→ ROWS

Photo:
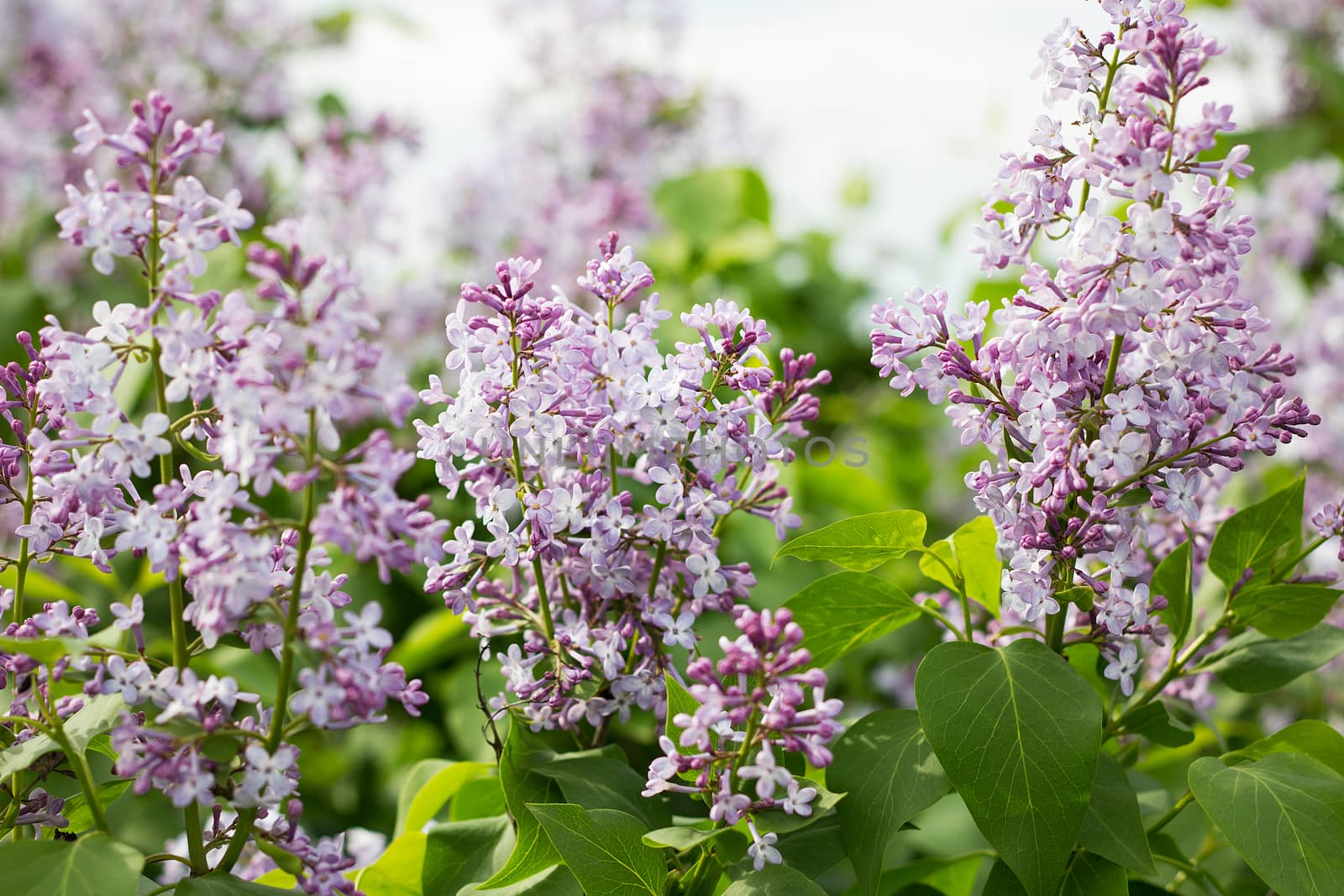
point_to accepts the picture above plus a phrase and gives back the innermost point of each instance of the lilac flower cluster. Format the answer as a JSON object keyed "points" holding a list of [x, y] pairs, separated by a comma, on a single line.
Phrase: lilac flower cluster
{"points": [[1122, 378], [602, 472], [259, 392], [58, 58], [753, 708], [595, 125]]}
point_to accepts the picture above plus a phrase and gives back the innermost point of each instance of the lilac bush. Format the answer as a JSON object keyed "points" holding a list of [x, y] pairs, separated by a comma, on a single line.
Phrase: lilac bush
{"points": [[601, 472], [257, 394], [1132, 372]]}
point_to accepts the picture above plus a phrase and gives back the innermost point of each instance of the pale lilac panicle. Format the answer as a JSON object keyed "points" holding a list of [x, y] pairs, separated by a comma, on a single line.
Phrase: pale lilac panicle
{"points": [[597, 121], [1126, 378], [273, 383], [601, 470], [764, 688]]}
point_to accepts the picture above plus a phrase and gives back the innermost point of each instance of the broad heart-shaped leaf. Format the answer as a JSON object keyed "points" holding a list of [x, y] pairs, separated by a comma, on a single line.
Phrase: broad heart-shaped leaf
{"points": [[683, 839], [1153, 721], [974, 553], [889, 774], [460, 853], [597, 781], [1018, 734], [860, 543], [77, 808], [1284, 609], [428, 788], [553, 882], [1284, 815], [1088, 875], [1250, 539], [951, 876], [846, 610], [1253, 663], [774, 880], [221, 886], [604, 849], [92, 866], [679, 703], [1113, 828], [1173, 580], [533, 851], [97, 715], [1308, 736], [398, 871], [45, 651]]}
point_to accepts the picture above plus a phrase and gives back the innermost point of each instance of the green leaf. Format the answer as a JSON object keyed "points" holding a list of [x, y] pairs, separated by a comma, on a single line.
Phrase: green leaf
{"points": [[604, 849], [1092, 875], [601, 782], [480, 799], [860, 543], [682, 839], [533, 851], [398, 871], [931, 566], [1001, 882], [1155, 723], [710, 204], [813, 849], [679, 703], [1308, 736], [1018, 734], [822, 805], [1088, 875], [77, 808], [952, 876], [774, 880], [1283, 610], [221, 886], [92, 866], [846, 610], [972, 551], [1173, 580], [1284, 815], [1250, 539], [460, 853], [553, 882], [1253, 663], [428, 788], [97, 715], [1081, 595], [889, 773], [49, 652], [1113, 826]]}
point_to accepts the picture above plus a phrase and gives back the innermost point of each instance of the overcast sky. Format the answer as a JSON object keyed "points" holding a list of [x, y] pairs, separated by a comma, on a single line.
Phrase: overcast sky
{"points": [[921, 96]]}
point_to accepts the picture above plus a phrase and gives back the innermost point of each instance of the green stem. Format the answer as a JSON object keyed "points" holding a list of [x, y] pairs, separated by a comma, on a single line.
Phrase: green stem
{"points": [[1173, 672], [82, 773], [1112, 365], [1171, 813], [1055, 631], [176, 602], [20, 580], [242, 829], [543, 600], [1292, 564]]}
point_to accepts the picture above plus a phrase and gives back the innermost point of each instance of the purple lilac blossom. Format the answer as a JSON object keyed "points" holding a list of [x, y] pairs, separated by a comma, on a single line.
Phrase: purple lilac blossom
{"points": [[602, 470], [270, 383], [1129, 374], [753, 710]]}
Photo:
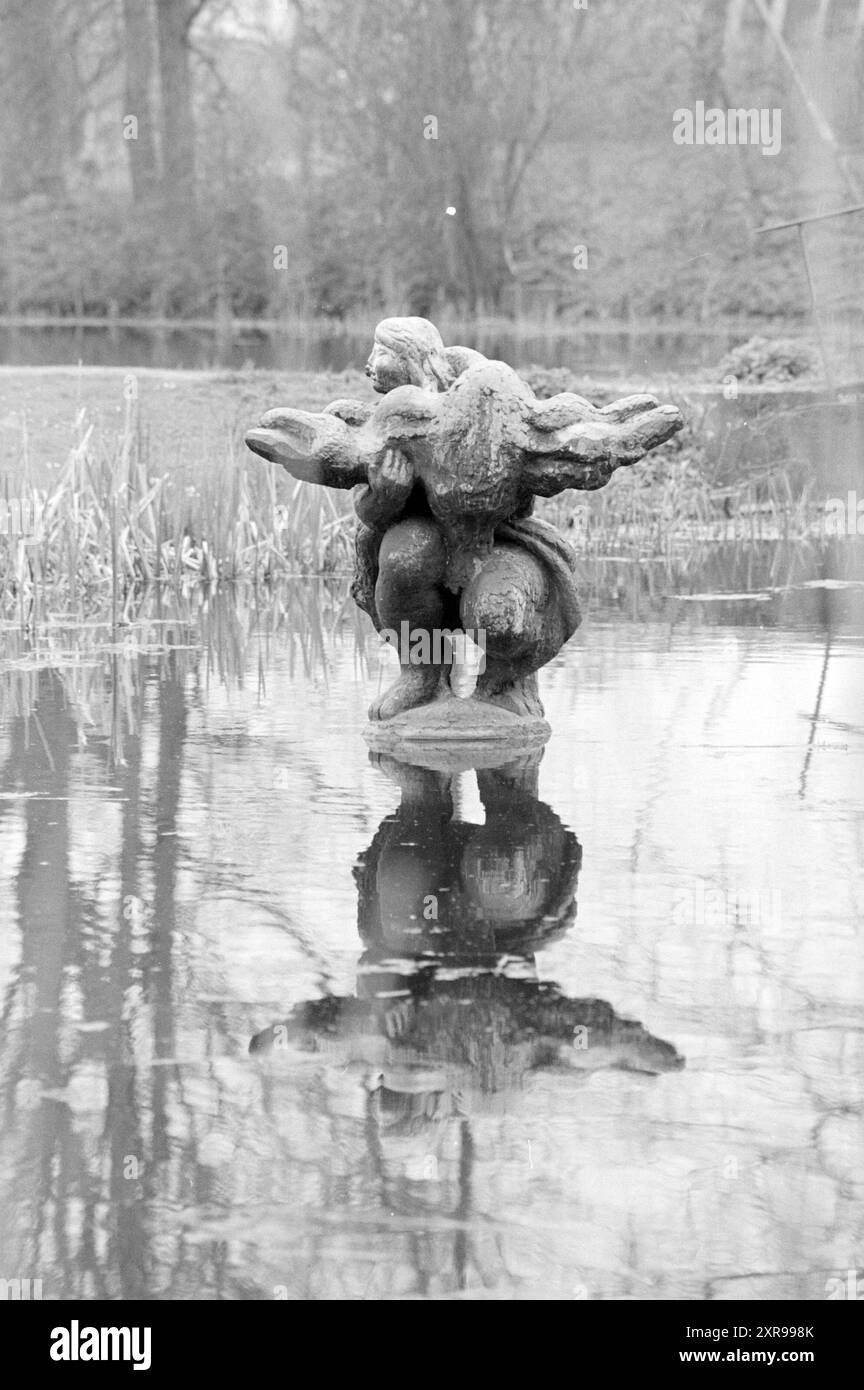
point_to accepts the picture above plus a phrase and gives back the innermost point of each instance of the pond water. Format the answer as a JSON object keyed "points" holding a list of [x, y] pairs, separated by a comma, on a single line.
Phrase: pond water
{"points": [[316, 349], [284, 1020]]}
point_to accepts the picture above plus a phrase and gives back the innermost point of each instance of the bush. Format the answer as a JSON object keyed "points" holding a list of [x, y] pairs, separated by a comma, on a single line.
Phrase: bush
{"points": [[771, 359]]}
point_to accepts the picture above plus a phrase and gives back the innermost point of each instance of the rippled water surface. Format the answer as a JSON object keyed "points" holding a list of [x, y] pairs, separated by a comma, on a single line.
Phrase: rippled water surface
{"points": [[284, 1020]]}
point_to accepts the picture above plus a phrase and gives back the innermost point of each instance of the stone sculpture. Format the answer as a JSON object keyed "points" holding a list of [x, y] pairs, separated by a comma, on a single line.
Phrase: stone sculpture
{"points": [[446, 469]]}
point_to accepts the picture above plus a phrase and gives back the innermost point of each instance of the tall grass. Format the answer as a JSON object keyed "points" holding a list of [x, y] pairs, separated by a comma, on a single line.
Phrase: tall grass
{"points": [[114, 517], [110, 520]]}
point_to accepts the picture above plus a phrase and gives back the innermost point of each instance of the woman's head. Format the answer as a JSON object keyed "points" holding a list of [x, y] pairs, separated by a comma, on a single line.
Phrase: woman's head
{"points": [[409, 352]]}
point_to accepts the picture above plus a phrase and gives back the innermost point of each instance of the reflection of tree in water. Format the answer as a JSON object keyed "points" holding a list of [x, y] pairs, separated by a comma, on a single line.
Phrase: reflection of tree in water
{"points": [[449, 1016], [82, 1221], [242, 1189]]}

→ PROMPT
Take the data above and repeat it exactly, leaving each picture out.

→ RESULT FOR THIS EXERCISE
Photo:
point_to accepts the picture above plus a phrase and gives back the innermost point of each instance of the lilac flower cluster. Format the answer as a JSON object keyed "points" holding a list of [x, y] pairs, separated by a comma, on a single line.
Phrase: lilac flower cluster
{"points": [[1122, 378], [602, 472], [259, 392], [58, 58], [753, 708], [595, 125]]}
point_to accepts the picture above plus a phrase and gives back the innermost point of each instance of the lilac bush. Format the answer as a JSON object keyed "points" holding a list of [x, y] pairs, separated by a comma, on a single line.
Phrase: lilac bush
{"points": [[601, 472], [257, 394], [1132, 372]]}
point_to accepts the picture above plus a phrase and gives back the innermost point of each instance of the pale lilac panicle. Format the answer as a JSON object keyed "points" holding a list of [x, y] pairs, separated by a comma, on a single line.
Phrase: pale lilac panicle
{"points": [[597, 121], [1126, 378], [273, 383], [601, 470], [764, 688]]}
point_to accepts the picture above plus a phrase and gives back the innermost point of each instance of the broad heart-shaped leaf. Format the answer as a JSON object keyed "points" holding a list of [x, y] pairs, separated by a comma, on a single line.
Phrase: broad heart-shaped leaf
{"points": [[683, 839], [1153, 721], [974, 553], [889, 774], [460, 853], [597, 781], [1018, 734], [860, 543], [77, 808], [1284, 609], [428, 788], [553, 882], [1284, 815], [1088, 875], [1250, 539], [951, 876], [846, 610], [1253, 663], [774, 880], [221, 886], [604, 849], [92, 866], [679, 703], [1113, 828], [1173, 580], [533, 851], [97, 715], [1308, 736], [398, 871], [45, 651]]}
point_to accepts the picture above plus a phrase and gives back the innermost point of each instance of the green leaf. Format the answer as a JSON object keyed "points" holding a list of [x, y] pairs, separated by a comma, on a single line.
Phrase: green leaf
{"points": [[604, 849], [1092, 875], [601, 782], [480, 799], [860, 543], [682, 839], [533, 851], [398, 871], [931, 566], [1001, 882], [1155, 723], [710, 204], [813, 849], [679, 703], [1308, 736], [1018, 734], [822, 805], [1088, 875], [77, 808], [952, 876], [774, 880], [1283, 610], [221, 886], [92, 866], [846, 610], [972, 551], [1173, 580], [1284, 815], [1250, 539], [460, 853], [553, 882], [1253, 663], [428, 788], [97, 715], [1081, 595], [889, 773], [49, 652], [1113, 826]]}
point_to accepts the picture above plus a phrase and gives back the innermost point of each instance of the overcast sky. Format the answer as a JSON object keyed "points" holding a list of [x, y] pairs, separated by a comma, on a single line.
Phrase: overcast sky
{"points": [[921, 96]]}
point_to accepts the picture above plus a phrase and gives back the innermost point of each instance of the green stem. Format the answer as a JSON object keyed "points" holding a list of [x, y] pairs, separated by a comma, on a single line.
Phrase: green stem
{"points": [[1173, 672], [82, 773], [1112, 365], [1171, 813], [1055, 631], [176, 602], [20, 580], [242, 829], [543, 600], [1292, 564]]}
point_to accepts the picture above plus a phrase and gives back the innermost point of each instance of the purple lilac blossom. Format the answer as a JSON object keyed "points" holding a list of [x, y] pairs, separated by a comma, on a single line.
Phrase: purple lilac blossom
{"points": [[602, 470], [270, 383], [1129, 374], [753, 710]]}
Photo:
point_to accepts the picture above plus a phrase and gives back the innermost point of each instance of the pond water. Format the answer as a JSON object keyed "points" holding a list of [x, y] pairs, separated by a comma, on a single line.
Phrase: pond water
{"points": [[316, 349], [284, 1020]]}
point_to accepts the picture above plus a phrase and gives back the innermost point of each instance of the bush. Format the answer as a JSON object keyed "points" holding a list of [x, y] pairs, separated by a comma, on a single line.
Phrase: bush
{"points": [[771, 359]]}
point_to accepts the picture above plus a phrase and gives back the innermost point of each instance of the rippled water surface. Format the answer as a JSON object keyed "points" holding a list of [x, y] pairs, separated by a comma, on a single line.
Phrase: rippled water surface
{"points": [[284, 1020]]}
point_to accepts the picture above plus a phrase and gives back the innermost point of each instance of the stone sculpture. Format the answer as a JSON object keyed "points" holding a list of [x, y] pairs, separated by a comma, on a single line.
Phrase: stone sculpture
{"points": [[446, 469]]}
point_to accepts the picture above plus a phrase and gives back the innermost point of each instance of the tall grass. Format the answer as a JSON object keyed "points" holding a list of [x, y] pairs, separated by a comma, on a single line.
Phrase: tall grass
{"points": [[114, 517], [110, 520]]}
point_to accepts the picture above plus a phrase and gives back the innermost point of each instance of the woman's head. Format the answer as a JSON object keyed "points" holding a list of [x, y] pairs, separated by a comma, on a single line.
Phrase: woman's head
{"points": [[409, 352]]}
point_to accepts the picture above plus a phrase and gives back the innermost point of each instance of the reflection of tree in water. Format the answer as a JSON object keyed "points" holding a list of [x, y] pairs, separated by a comma, on a single line.
Phrase: reflection of tree in water
{"points": [[449, 1016], [82, 1221], [242, 1189]]}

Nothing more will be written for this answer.